DIRECTIONS FOR THIS TASK: Lay out the material below as a two-column CSV with the columns instruction and response, one row for each instruction and its response, starting at the line containing "For every instance of the black" and ending at the end of the material. Put each field in double quotes, and replace line breaks within a field with spaces.
○ ○ ○ ○ ○ ○ ○
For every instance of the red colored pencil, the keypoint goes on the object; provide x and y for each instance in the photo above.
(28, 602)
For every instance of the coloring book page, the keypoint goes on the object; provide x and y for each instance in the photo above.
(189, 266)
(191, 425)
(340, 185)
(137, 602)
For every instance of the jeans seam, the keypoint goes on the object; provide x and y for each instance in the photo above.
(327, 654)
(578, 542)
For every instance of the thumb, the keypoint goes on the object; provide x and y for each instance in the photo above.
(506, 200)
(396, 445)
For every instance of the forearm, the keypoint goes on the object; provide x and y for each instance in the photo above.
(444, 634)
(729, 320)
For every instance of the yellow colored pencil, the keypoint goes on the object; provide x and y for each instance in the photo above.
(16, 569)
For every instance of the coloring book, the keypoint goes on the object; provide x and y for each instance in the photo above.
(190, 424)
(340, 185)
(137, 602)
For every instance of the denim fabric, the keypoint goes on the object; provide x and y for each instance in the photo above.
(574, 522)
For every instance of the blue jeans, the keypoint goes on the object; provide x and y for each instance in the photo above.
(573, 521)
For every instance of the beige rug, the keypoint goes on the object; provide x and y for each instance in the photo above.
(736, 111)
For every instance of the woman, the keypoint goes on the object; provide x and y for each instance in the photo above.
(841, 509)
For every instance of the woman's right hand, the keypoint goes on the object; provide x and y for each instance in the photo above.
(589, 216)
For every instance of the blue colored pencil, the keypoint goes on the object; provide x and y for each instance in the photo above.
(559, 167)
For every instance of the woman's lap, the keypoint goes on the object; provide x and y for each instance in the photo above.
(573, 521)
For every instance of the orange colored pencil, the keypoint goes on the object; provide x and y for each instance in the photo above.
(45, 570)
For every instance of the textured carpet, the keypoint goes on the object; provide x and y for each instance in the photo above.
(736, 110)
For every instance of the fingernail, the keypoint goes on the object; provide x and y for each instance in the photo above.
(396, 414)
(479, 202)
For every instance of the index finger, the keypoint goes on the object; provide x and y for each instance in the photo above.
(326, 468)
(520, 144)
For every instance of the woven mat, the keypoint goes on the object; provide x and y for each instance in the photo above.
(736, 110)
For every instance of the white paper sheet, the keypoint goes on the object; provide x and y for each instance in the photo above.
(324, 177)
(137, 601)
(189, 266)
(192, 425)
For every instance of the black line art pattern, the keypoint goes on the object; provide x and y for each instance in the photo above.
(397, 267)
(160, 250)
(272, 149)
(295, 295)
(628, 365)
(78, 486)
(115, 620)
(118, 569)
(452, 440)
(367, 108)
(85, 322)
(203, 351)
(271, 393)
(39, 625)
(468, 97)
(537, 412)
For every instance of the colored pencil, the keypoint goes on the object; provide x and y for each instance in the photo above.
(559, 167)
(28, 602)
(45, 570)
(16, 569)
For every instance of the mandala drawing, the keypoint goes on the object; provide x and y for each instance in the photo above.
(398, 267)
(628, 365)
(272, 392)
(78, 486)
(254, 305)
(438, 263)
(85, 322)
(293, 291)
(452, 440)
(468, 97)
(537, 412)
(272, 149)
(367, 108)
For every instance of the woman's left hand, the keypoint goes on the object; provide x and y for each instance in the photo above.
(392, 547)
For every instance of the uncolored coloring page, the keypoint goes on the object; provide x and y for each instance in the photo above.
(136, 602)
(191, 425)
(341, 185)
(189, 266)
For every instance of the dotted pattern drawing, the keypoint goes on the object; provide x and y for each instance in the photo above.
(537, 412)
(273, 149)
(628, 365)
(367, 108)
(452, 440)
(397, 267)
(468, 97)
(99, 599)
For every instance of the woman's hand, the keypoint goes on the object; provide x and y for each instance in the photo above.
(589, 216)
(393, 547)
○ ○ ○ ○ ○ ○ ○
RESPONSE TO THIS TASK:
instruction,response
"For every instance of the black line art pattern, the keypoint goes on the object; provide x and y for each instance in the photo above.","(397, 267) (160, 250) (272, 149) (295, 295) (628, 365) (78, 486) (115, 620) (118, 569) (452, 440) (367, 108) (85, 322) (203, 351) (271, 393) (39, 625) (468, 97) (537, 412)"
"For every instance of the colored pencil, the keypoint goes on the object; provide x and y for each instance in the photo above.","(559, 167) (28, 602) (45, 570) (16, 569)"
"For every instance of the mandala drawing, the keypoint goes on the object; provide x and y for each instance in the photo above.","(398, 267) (628, 365) (272, 392) (78, 486) (254, 305) (438, 263) (85, 322) (293, 291) (452, 440) (468, 97) (537, 412) (272, 149) (367, 108)"
"For every instance of the woman's left hand, the keypoint goes on the object; provide x and y for each instance in the photo above.","(392, 547)"
"For every instance of the uncolored coloring page, the keypoint goes on the object; provide x and y for each instance in the photo above.","(136, 602) (191, 425) (341, 185) (189, 266)"
"For every instance of the dotted pattern drawing, the keypoint goes on the object; provide x and y for each instance in the photo above.","(537, 412) (273, 149) (628, 365) (367, 108) (452, 440) (397, 267) (468, 97) (99, 599)"
"For every instance of the woman's hand, the keypoint goes on the object; provide x and y for each instance in the photo above.","(589, 216) (393, 547)"